Directions. Please copy the material word for word, from its first line up to and including the line that contains "163L390 241L350 281L338".

Data records.
● ● ● ● ●

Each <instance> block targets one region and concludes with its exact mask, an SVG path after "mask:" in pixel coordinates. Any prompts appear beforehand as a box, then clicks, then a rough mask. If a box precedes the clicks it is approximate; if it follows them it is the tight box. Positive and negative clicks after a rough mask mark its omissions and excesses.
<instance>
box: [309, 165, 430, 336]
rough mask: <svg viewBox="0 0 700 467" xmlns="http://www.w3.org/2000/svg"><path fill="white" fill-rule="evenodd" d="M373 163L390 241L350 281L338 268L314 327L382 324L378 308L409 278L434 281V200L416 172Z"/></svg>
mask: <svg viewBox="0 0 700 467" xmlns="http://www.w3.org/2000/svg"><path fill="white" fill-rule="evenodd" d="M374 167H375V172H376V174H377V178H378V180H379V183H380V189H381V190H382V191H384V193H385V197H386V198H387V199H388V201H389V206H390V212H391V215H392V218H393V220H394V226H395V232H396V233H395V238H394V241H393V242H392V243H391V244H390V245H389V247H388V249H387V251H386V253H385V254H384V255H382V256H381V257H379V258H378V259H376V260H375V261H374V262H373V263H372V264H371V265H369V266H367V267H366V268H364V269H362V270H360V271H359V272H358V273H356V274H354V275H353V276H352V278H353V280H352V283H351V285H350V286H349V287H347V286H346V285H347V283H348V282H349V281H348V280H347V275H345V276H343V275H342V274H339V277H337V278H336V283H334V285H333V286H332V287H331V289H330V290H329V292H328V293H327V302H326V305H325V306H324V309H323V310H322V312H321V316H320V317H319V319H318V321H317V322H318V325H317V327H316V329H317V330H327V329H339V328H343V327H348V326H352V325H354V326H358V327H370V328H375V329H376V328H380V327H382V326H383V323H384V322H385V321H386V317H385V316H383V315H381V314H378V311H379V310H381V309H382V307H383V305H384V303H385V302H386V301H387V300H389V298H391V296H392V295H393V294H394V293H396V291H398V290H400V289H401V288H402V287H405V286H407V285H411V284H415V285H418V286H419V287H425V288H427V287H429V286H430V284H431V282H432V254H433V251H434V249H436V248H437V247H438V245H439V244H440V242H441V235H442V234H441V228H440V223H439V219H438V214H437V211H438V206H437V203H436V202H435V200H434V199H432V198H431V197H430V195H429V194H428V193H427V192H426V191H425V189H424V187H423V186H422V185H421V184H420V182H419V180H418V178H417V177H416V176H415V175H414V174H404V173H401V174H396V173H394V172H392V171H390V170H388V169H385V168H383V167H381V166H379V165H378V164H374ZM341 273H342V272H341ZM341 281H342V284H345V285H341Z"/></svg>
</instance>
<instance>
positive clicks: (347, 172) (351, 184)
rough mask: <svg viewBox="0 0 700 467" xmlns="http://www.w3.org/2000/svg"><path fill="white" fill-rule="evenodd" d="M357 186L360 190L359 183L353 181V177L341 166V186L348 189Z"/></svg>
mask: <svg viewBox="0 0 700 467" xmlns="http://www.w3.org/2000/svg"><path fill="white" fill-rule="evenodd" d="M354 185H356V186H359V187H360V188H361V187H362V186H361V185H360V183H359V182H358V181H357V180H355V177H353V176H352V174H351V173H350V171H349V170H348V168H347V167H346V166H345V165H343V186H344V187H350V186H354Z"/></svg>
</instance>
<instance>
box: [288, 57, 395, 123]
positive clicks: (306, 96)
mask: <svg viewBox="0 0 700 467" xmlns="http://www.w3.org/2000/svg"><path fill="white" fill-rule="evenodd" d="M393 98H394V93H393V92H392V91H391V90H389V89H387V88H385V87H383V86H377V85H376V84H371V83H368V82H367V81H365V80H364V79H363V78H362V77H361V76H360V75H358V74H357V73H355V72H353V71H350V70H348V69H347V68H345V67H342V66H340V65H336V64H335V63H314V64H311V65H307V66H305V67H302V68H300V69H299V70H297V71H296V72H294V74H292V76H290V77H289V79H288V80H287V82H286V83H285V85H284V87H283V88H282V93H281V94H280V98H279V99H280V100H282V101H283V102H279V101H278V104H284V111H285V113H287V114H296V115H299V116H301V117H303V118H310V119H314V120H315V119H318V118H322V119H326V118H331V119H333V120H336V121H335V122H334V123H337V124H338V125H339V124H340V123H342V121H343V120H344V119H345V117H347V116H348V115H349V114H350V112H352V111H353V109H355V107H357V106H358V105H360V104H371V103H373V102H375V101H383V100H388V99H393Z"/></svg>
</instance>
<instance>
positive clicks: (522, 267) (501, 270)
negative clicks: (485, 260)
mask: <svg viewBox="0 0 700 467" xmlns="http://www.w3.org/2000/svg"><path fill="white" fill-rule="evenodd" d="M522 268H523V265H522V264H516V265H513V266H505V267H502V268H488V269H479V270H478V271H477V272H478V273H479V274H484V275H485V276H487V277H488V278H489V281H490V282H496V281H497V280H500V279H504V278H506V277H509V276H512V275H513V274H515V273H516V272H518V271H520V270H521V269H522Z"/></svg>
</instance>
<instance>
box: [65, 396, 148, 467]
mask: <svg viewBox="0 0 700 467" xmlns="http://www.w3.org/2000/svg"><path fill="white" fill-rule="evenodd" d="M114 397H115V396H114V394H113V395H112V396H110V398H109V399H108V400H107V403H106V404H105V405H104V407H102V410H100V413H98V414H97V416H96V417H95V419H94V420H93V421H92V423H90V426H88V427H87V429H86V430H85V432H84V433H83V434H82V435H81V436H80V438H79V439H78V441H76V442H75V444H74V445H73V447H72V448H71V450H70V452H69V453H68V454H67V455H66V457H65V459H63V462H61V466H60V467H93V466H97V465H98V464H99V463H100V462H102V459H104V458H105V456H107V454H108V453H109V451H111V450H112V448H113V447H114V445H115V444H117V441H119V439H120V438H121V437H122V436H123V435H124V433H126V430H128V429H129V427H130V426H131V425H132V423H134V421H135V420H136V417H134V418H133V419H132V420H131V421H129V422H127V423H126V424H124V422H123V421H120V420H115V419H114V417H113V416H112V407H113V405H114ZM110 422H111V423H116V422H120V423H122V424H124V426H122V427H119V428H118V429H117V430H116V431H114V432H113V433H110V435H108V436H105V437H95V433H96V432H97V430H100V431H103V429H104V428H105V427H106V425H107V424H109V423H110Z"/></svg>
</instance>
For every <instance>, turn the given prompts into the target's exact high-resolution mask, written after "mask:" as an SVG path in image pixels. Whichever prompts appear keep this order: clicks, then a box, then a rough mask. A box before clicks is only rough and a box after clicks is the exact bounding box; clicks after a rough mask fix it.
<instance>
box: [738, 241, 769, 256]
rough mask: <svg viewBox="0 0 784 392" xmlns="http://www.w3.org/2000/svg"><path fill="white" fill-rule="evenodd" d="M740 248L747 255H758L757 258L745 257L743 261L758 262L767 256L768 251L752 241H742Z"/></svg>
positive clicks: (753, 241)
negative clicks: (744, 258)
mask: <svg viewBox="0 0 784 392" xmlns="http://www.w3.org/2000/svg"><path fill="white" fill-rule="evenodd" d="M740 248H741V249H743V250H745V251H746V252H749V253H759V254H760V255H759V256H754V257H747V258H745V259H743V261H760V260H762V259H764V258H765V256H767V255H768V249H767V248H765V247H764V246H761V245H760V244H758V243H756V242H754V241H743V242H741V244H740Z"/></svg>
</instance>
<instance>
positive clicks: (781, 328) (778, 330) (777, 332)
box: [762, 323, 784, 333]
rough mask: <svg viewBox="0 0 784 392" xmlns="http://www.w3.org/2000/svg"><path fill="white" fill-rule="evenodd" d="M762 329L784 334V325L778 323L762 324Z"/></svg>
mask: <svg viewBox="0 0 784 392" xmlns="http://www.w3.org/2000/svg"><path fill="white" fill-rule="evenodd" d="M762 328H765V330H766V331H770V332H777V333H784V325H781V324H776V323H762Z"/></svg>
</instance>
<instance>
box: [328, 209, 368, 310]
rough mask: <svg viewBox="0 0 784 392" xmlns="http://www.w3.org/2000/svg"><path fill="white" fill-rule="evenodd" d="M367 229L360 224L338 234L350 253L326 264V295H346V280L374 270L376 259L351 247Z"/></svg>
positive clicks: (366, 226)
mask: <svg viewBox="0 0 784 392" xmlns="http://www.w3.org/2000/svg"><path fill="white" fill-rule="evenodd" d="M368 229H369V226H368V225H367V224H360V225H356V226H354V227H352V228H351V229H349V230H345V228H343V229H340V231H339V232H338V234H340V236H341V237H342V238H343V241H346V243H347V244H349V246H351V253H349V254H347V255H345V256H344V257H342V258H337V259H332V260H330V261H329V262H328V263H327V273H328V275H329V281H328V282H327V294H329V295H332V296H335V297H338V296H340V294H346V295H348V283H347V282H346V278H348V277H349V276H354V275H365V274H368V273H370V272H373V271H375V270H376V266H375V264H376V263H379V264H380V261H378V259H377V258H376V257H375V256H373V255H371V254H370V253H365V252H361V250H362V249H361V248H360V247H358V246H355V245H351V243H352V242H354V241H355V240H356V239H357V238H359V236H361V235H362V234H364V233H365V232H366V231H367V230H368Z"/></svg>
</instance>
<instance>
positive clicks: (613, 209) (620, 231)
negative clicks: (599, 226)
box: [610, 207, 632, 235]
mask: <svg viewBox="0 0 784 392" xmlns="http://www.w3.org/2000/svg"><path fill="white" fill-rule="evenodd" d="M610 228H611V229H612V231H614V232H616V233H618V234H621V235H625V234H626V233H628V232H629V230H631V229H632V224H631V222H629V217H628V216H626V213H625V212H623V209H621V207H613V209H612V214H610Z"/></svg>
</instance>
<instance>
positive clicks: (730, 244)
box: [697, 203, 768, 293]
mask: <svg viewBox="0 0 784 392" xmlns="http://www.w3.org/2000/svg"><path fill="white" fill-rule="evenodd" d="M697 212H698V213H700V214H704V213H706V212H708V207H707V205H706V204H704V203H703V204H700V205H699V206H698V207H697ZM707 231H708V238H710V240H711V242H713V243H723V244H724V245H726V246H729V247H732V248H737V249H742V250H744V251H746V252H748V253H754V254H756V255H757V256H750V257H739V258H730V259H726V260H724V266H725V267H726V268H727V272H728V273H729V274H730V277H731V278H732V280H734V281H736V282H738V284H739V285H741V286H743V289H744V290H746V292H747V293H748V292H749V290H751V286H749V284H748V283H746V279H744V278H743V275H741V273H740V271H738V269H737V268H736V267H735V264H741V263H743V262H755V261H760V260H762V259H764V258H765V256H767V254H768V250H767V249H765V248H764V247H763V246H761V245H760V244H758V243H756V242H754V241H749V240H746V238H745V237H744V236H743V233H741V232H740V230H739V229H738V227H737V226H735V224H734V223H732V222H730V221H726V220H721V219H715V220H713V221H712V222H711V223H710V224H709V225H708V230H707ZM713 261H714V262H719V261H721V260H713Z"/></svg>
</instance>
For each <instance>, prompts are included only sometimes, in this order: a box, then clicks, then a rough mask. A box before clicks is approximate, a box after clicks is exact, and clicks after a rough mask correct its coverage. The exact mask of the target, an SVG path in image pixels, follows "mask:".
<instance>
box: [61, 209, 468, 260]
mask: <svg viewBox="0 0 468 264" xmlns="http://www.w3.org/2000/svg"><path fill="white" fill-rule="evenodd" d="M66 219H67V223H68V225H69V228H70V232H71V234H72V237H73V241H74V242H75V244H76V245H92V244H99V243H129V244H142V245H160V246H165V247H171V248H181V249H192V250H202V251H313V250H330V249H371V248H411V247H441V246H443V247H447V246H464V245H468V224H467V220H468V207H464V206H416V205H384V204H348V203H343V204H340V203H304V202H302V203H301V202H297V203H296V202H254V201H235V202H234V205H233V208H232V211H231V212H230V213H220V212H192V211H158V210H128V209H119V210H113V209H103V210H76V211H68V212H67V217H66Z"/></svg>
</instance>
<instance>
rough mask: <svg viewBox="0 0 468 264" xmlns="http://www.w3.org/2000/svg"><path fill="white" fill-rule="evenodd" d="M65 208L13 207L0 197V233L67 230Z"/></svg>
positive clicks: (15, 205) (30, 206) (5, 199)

● ● ● ● ●

Result for this exercise.
Each <instance> block targets one region and concludes with its exact mask, an SVG path after "mask:" in pixel coordinates. Any prompts appear beforehand as a box, then clicks, then a rough mask. If a box precedes the clicks it is approximate; if it follows them it is the tight box. Positive and negative clicks after a rough mask mark its omissions and excesses.
<instance>
box: [309, 165, 430, 336]
rough mask: <svg viewBox="0 0 700 467" xmlns="http://www.w3.org/2000/svg"><path fill="white" fill-rule="evenodd" d="M373 163L390 241L350 281L338 268L314 327L382 324L378 308L409 278L434 281V200L416 172Z"/></svg>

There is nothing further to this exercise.